» Problems and tasks
- a) In the Gerry Roach article, how many summits did Roach tally in 2017?
- b) Return the stretch of the Gerry Roach article from "The books solidify" through "his proudest achievements.", word for word.

MONTROSE - The house is what you'd expect from the man whose real home is the mountains.

The walls are blank except for pictures of each continent's seven highest summits, along with one of New Guinea's Puncak Jaya, because that 16,024-foot peak is the highest on any island, and that too is worth displaying as another notch in Gerry Roach's belt.

The living room is empty but for some dumbbells and a sofa that Roach plops into now, setting aside his crutches. He looks nothing like the bearded, muscled man who once climbed 63 mountains in 11 countries over the span of 11 months. Wearing a hoodie, sweats and a brace around his left leg, he announces: "Here I am, the great mountaineer!"

He tallied 300 summits in 2017 - then a sidewalk spill tore the tendon.

"He's still got the drive, and you hope he never loses it," says longtime climbing friend Charlie Winger. "If he couldn't get out and climb, I don't know. That wouldn't be good."

Roach, 74, is defiant. "By summer, I'll be back out," he says. Also this summer, he expects his out-of-print guidebook to Colorado's 13,000-foot mountains to be available again.

So the luminary's work continues. "Colorado's Fourteeners" first hit shelves 22 years ago and is still a hot item, still inspiring the next generation of climbers, and "Colorado's Thirteeners" is sure to do the same.

The books solidify Roach's status as guru of Colorado mountains, says Jack Dais, one of the early baggers of the state's peaks above 12,000 and 13,000 feet. "He's the wise man," Dais says.

Roach's legacy - not something he feels the need to address now - will be inextricably tied to those books. But they're not his proudest achievements.

» Extracted information
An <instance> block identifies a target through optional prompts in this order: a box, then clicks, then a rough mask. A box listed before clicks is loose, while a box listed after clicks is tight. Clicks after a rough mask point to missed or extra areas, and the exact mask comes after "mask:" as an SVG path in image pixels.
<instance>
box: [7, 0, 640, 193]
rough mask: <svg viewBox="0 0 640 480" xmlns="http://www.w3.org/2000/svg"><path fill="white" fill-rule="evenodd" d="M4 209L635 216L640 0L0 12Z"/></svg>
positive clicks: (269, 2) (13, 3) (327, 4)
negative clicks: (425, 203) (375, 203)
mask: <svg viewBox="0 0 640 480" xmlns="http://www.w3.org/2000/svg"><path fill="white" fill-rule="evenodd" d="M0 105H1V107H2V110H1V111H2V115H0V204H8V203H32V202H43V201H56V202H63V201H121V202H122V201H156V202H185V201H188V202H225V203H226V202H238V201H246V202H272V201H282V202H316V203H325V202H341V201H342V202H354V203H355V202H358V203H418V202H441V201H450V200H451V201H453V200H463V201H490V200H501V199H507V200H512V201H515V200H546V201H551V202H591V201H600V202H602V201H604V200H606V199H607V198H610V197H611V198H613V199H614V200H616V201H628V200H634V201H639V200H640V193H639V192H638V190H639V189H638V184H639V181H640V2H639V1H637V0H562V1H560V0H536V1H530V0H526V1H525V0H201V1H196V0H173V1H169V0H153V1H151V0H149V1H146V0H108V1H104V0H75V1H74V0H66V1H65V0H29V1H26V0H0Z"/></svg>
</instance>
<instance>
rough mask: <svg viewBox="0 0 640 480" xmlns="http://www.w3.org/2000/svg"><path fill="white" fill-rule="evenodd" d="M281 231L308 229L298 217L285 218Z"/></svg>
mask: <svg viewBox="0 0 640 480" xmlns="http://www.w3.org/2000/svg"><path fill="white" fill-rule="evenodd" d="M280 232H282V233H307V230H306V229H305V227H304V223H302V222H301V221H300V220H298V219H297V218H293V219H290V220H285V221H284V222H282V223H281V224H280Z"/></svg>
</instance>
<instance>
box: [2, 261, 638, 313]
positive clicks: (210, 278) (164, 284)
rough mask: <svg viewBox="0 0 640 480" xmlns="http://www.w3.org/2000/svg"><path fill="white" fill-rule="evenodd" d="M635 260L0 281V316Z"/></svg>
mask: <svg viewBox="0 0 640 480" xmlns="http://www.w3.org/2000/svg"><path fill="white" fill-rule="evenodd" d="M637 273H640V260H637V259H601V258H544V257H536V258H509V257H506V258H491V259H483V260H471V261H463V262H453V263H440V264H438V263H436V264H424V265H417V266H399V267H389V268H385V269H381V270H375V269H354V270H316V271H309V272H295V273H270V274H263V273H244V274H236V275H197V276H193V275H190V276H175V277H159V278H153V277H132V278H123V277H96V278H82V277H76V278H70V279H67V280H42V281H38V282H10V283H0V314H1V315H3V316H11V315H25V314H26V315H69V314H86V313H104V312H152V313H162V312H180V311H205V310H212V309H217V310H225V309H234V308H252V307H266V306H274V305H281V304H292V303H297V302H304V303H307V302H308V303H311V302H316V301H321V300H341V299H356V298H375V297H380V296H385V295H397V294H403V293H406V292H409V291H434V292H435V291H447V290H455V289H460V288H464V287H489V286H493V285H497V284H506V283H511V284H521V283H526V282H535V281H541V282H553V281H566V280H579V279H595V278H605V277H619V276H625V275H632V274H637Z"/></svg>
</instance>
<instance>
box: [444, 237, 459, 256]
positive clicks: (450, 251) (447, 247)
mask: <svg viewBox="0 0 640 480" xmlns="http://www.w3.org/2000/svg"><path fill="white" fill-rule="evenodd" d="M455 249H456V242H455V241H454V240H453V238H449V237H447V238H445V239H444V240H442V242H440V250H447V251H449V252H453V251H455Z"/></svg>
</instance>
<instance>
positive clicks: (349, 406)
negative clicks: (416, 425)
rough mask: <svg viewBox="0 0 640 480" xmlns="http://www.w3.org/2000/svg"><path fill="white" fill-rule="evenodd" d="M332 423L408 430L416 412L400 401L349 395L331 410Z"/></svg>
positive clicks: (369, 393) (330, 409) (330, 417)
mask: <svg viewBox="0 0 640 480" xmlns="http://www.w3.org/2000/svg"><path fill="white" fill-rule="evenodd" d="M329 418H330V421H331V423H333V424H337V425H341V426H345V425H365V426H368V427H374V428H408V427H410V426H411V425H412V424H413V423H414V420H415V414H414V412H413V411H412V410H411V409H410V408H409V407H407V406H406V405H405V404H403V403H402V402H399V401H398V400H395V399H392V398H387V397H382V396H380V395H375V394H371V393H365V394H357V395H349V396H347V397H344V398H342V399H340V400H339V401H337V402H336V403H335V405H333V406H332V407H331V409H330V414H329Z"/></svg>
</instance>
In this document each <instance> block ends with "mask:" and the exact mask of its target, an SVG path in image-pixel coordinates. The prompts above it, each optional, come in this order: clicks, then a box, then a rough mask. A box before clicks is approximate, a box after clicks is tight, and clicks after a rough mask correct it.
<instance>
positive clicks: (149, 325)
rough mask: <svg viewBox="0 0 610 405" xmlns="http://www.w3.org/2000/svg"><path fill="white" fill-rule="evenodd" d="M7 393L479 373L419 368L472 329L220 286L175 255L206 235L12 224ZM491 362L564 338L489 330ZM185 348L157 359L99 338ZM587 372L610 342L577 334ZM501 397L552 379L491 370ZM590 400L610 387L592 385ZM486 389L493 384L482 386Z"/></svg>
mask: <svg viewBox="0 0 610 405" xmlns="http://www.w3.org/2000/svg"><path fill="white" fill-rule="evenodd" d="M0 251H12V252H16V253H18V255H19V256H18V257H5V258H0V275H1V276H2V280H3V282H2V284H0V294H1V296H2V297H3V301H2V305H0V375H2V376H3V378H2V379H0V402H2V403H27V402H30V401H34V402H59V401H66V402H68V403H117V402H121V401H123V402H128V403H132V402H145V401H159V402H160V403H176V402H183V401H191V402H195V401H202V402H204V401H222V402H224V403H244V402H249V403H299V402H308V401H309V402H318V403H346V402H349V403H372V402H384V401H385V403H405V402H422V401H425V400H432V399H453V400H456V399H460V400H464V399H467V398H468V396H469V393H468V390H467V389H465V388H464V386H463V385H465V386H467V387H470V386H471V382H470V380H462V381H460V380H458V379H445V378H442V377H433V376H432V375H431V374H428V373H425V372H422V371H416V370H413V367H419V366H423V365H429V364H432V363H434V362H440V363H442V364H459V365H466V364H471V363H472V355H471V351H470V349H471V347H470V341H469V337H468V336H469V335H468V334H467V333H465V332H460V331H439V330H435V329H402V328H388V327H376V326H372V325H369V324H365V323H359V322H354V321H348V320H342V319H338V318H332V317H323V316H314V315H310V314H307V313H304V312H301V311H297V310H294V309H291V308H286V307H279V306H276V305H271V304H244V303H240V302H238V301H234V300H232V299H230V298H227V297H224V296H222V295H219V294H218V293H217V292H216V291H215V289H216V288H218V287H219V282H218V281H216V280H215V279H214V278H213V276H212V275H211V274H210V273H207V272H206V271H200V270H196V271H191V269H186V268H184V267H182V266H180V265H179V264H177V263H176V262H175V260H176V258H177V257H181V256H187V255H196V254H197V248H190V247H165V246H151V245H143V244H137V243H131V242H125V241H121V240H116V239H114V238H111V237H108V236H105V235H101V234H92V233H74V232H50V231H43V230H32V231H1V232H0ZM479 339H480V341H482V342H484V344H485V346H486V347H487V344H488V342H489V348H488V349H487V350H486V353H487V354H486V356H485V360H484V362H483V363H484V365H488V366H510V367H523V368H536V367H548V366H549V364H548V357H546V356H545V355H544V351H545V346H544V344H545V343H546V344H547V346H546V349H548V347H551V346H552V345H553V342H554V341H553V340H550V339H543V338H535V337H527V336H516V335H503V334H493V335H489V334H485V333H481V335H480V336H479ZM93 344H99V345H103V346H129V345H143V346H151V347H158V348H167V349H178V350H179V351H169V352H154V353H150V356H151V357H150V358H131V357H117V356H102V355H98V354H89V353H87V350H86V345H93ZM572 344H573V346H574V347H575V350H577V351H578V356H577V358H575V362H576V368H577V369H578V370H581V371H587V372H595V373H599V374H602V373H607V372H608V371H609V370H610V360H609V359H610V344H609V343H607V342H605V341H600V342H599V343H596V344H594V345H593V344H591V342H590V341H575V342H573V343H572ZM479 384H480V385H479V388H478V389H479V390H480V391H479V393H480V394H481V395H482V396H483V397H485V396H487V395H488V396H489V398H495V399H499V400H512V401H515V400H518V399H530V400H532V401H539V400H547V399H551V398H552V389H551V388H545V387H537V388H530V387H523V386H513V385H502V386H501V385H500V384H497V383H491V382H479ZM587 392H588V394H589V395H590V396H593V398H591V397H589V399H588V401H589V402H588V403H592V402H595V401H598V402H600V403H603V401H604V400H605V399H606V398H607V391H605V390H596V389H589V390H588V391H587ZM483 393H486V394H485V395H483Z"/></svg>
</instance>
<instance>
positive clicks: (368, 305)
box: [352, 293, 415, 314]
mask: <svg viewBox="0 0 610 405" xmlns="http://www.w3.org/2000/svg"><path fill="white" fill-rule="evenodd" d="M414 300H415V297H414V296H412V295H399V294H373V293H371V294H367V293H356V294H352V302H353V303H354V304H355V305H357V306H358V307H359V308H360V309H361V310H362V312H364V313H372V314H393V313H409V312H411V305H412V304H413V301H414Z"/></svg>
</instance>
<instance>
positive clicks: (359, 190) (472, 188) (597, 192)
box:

» Answers by item
- a) He tallied 300 summits in 2017.

- b)
The books solidify Roach's status as guru of Colorado mountains, says Jack Dais, one of the early baggers of the state's peaks above 12,000 and 13,000 feet. "He's the wise man," Dais says.

Roach's legacy - not something he feels the need to address now - will be inextricably tied to those books. But they're not his proudest achievements.